*Task to complete*:
Write out exactly the lines from the one containing "Pin the stone arch" through the last line of the records below, and no others.

Region pointing data:
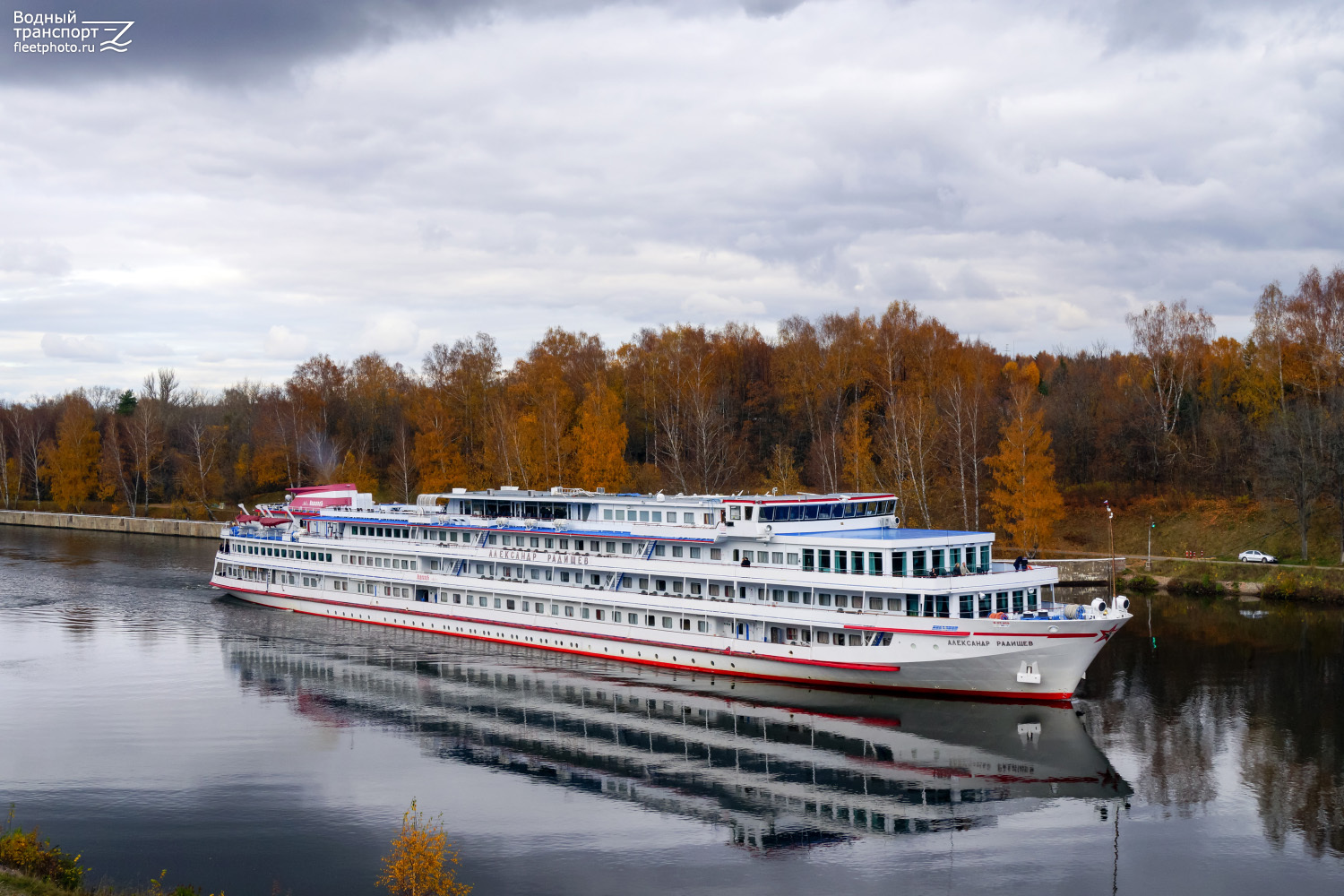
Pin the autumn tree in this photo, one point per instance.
(70, 463)
(416, 866)
(1024, 501)
(599, 441)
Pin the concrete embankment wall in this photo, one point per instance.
(139, 525)
(1083, 571)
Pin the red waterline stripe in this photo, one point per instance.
(661, 645)
(1008, 696)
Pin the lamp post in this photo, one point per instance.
(1110, 530)
(1152, 524)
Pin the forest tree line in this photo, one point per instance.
(962, 435)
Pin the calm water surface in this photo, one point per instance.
(151, 723)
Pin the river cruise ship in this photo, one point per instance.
(808, 589)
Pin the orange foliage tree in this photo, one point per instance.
(1024, 501)
(70, 463)
(416, 864)
(599, 441)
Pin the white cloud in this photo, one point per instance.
(1027, 174)
(392, 335)
(77, 349)
(284, 344)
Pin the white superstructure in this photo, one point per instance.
(822, 589)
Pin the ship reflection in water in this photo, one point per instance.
(780, 767)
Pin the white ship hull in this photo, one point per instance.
(1035, 659)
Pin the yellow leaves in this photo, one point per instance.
(599, 441)
(416, 864)
(70, 463)
(357, 469)
(1024, 501)
(781, 473)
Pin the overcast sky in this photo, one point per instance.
(254, 182)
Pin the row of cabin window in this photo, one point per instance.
(695, 552)
(655, 516)
(844, 511)
(599, 614)
(945, 560)
(271, 551)
(387, 563)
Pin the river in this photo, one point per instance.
(151, 723)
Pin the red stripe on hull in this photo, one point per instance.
(1011, 696)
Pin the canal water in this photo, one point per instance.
(151, 724)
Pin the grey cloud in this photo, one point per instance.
(1008, 168)
(34, 257)
(77, 349)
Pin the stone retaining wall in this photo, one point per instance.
(1083, 571)
(139, 525)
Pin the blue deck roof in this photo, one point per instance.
(892, 535)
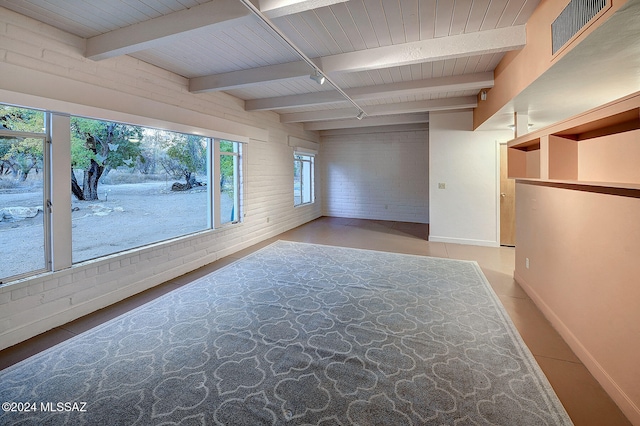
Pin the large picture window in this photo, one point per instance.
(129, 185)
(303, 179)
(23, 192)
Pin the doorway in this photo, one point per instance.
(507, 202)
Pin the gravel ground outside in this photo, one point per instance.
(126, 216)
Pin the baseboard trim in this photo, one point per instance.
(628, 407)
(484, 243)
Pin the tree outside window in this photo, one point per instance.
(303, 179)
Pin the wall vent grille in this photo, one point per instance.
(572, 19)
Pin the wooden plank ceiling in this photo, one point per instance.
(396, 59)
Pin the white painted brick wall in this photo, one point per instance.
(382, 176)
(32, 306)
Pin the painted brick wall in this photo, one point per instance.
(42, 67)
(381, 176)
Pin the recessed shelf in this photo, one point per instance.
(599, 148)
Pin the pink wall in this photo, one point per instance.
(584, 274)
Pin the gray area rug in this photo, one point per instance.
(297, 334)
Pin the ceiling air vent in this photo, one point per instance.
(574, 18)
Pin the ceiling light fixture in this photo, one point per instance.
(317, 77)
(305, 58)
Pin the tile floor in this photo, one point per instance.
(584, 399)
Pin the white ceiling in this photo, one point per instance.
(396, 59)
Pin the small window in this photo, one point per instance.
(230, 181)
(303, 179)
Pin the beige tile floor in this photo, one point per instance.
(584, 399)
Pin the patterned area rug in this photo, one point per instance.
(298, 334)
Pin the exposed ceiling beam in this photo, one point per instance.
(277, 8)
(414, 127)
(368, 122)
(385, 109)
(218, 14)
(250, 77)
(455, 83)
(457, 46)
(154, 32)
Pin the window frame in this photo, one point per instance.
(58, 225)
(309, 159)
(47, 170)
(238, 169)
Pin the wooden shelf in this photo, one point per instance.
(612, 185)
(599, 148)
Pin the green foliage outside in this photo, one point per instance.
(20, 155)
(97, 147)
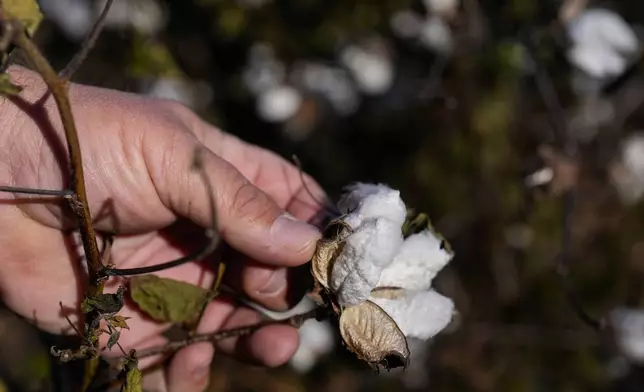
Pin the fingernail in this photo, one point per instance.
(275, 284)
(292, 234)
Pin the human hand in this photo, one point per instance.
(137, 153)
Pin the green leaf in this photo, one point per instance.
(168, 300)
(114, 337)
(7, 87)
(26, 11)
(118, 322)
(132, 382)
(104, 303)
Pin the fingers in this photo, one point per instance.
(248, 219)
(270, 346)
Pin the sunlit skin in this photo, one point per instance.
(137, 153)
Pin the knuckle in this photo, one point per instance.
(251, 204)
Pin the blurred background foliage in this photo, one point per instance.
(484, 114)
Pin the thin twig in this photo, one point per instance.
(64, 193)
(294, 321)
(88, 44)
(59, 89)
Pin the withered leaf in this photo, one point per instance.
(328, 249)
(26, 11)
(168, 300)
(7, 87)
(373, 336)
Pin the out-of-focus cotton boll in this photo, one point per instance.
(194, 95)
(406, 24)
(74, 17)
(602, 43)
(332, 83)
(372, 71)
(627, 174)
(628, 325)
(145, 16)
(441, 6)
(436, 35)
(263, 70)
(278, 104)
(316, 340)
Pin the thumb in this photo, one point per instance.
(248, 219)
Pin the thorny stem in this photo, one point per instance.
(294, 321)
(59, 89)
(65, 193)
(87, 45)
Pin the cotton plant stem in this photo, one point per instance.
(294, 321)
(59, 89)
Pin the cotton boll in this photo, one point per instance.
(146, 16)
(419, 314)
(628, 325)
(366, 253)
(421, 257)
(364, 201)
(597, 61)
(316, 340)
(627, 175)
(278, 104)
(372, 71)
(331, 82)
(602, 43)
(603, 28)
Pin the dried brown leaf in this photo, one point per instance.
(168, 300)
(373, 336)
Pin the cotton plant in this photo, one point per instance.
(602, 43)
(374, 267)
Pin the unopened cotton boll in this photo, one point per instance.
(602, 43)
(278, 104)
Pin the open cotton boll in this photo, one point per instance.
(421, 257)
(419, 314)
(605, 28)
(366, 253)
(364, 201)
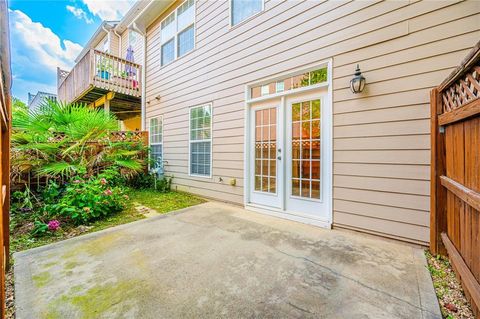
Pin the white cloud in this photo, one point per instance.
(80, 14)
(36, 53)
(109, 9)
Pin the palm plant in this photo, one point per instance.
(61, 140)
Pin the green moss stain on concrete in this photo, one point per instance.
(109, 300)
(42, 279)
(70, 265)
(96, 246)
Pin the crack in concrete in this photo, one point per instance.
(354, 280)
(301, 309)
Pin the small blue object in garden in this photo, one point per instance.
(158, 171)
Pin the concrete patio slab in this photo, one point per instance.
(220, 261)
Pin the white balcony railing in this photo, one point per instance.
(99, 70)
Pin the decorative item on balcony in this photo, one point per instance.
(131, 71)
(104, 68)
(357, 84)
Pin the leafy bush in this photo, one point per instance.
(64, 140)
(150, 181)
(85, 200)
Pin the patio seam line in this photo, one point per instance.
(335, 273)
(354, 280)
(105, 230)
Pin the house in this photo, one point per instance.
(108, 71)
(5, 125)
(262, 103)
(35, 100)
(250, 103)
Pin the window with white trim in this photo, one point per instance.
(201, 140)
(177, 33)
(132, 37)
(244, 9)
(156, 141)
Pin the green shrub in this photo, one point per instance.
(85, 200)
(150, 181)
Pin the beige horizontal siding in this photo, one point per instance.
(381, 137)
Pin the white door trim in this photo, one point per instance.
(247, 124)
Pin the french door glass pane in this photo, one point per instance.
(265, 150)
(306, 151)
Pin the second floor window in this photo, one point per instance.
(244, 9)
(178, 32)
(106, 45)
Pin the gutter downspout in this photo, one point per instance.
(144, 73)
(108, 36)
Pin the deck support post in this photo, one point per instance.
(106, 106)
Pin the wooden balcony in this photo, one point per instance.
(99, 77)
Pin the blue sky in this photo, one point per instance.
(47, 34)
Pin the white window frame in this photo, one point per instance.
(196, 141)
(230, 14)
(159, 118)
(106, 43)
(177, 32)
(130, 38)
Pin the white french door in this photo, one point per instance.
(266, 155)
(291, 156)
(308, 162)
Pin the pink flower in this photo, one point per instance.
(53, 225)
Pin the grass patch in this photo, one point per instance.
(21, 239)
(451, 298)
(163, 202)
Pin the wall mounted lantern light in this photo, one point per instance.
(357, 84)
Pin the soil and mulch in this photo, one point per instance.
(142, 204)
(451, 297)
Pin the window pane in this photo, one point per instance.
(132, 37)
(243, 9)
(200, 158)
(185, 41)
(318, 76)
(156, 155)
(168, 28)
(168, 52)
(185, 14)
(200, 152)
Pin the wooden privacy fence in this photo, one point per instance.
(455, 173)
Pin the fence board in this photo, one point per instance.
(459, 117)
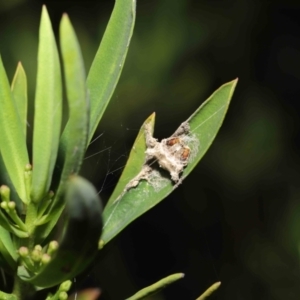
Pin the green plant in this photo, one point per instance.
(34, 196)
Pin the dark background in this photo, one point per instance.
(236, 218)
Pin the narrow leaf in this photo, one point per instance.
(19, 91)
(156, 185)
(156, 287)
(7, 248)
(109, 60)
(209, 291)
(74, 138)
(79, 245)
(11, 228)
(48, 110)
(135, 161)
(13, 143)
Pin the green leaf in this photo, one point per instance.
(19, 91)
(13, 143)
(7, 248)
(135, 161)
(156, 287)
(79, 245)
(48, 110)
(209, 291)
(74, 138)
(133, 202)
(7, 296)
(109, 60)
(11, 228)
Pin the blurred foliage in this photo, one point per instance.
(236, 218)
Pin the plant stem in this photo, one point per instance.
(22, 290)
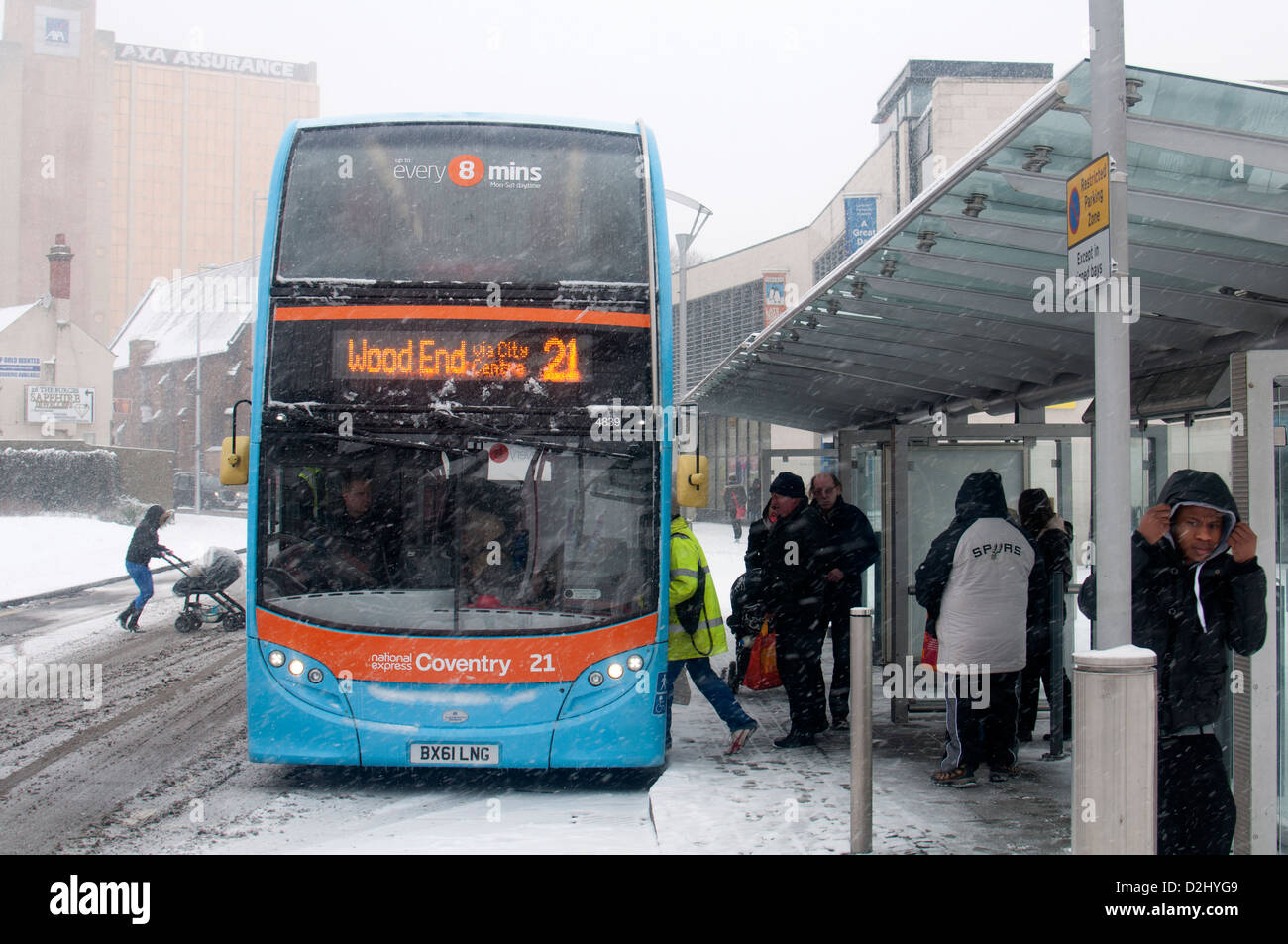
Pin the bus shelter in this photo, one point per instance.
(958, 310)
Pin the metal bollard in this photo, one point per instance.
(861, 729)
(1116, 756)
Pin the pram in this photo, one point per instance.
(218, 571)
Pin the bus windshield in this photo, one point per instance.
(497, 539)
(438, 202)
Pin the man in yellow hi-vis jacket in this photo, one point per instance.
(692, 651)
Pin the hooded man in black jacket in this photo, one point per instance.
(790, 586)
(1197, 590)
(849, 553)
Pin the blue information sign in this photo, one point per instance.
(861, 222)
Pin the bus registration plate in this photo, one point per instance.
(456, 755)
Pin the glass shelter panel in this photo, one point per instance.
(1280, 576)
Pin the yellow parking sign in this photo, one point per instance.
(1086, 201)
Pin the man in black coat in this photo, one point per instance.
(850, 550)
(1052, 539)
(1197, 590)
(790, 586)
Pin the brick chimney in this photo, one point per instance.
(59, 268)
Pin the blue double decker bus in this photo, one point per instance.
(449, 562)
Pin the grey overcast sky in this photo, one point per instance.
(761, 108)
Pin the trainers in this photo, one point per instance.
(957, 777)
(741, 737)
(795, 738)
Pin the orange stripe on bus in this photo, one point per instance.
(451, 661)
(546, 316)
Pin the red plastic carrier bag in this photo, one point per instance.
(930, 651)
(763, 665)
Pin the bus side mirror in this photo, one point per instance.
(235, 462)
(692, 485)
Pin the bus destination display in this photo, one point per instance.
(478, 356)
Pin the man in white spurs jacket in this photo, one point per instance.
(982, 584)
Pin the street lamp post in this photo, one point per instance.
(201, 304)
(700, 214)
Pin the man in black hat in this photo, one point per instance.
(790, 584)
(850, 552)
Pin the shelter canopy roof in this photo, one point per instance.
(957, 303)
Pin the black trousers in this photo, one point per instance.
(1196, 807)
(980, 733)
(836, 620)
(800, 666)
(1038, 670)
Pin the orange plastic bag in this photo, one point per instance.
(763, 665)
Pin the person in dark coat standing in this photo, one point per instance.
(849, 553)
(1051, 537)
(790, 587)
(1197, 591)
(735, 506)
(143, 546)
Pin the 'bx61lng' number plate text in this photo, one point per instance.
(456, 755)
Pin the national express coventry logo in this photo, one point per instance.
(471, 170)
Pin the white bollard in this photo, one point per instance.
(861, 729)
(1115, 752)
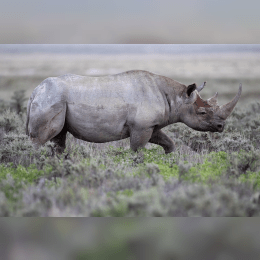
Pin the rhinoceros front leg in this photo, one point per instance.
(139, 138)
(160, 138)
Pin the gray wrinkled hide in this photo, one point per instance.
(135, 104)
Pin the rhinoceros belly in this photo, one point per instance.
(97, 122)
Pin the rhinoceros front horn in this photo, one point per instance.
(225, 110)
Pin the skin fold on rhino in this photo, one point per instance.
(135, 104)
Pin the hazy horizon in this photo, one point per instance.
(129, 48)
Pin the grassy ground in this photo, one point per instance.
(209, 174)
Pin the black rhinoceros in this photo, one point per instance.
(135, 104)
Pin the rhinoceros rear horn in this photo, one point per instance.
(225, 110)
(191, 93)
(201, 87)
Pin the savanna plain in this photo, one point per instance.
(208, 174)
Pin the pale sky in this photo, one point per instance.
(135, 21)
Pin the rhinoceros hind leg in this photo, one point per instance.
(139, 138)
(160, 138)
(60, 140)
(46, 124)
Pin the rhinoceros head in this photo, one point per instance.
(205, 115)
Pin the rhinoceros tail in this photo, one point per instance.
(28, 114)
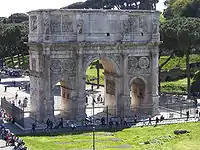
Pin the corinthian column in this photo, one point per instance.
(155, 67)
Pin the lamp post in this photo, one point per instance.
(93, 126)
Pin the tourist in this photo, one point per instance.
(92, 87)
(33, 127)
(187, 114)
(116, 124)
(16, 95)
(14, 83)
(86, 99)
(149, 121)
(51, 125)
(61, 122)
(48, 123)
(161, 118)
(144, 122)
(157, 121)
(125, 121)
(103, 121)
(73, 126)
(5, 89)
(19, 102)
(199, 115)
(110, 123)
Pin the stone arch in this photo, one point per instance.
(138, 91)
(105, 60)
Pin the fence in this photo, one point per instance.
(16, 113)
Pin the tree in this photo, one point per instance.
(182, 8)
(181, 36)
(110, 4)
(12, 42)
(17, 18)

*Written solution*:
Pin the stone arch in this photo, one point per instance.
(138, 91)
(105, 60)
Pin the fence in this photo, one point per instance.
(16, 113)
Pin the tree in this photo, one point per instance.
(182, 8)
(181, 36)
(110, 4)
(12, 42)
(17, 18)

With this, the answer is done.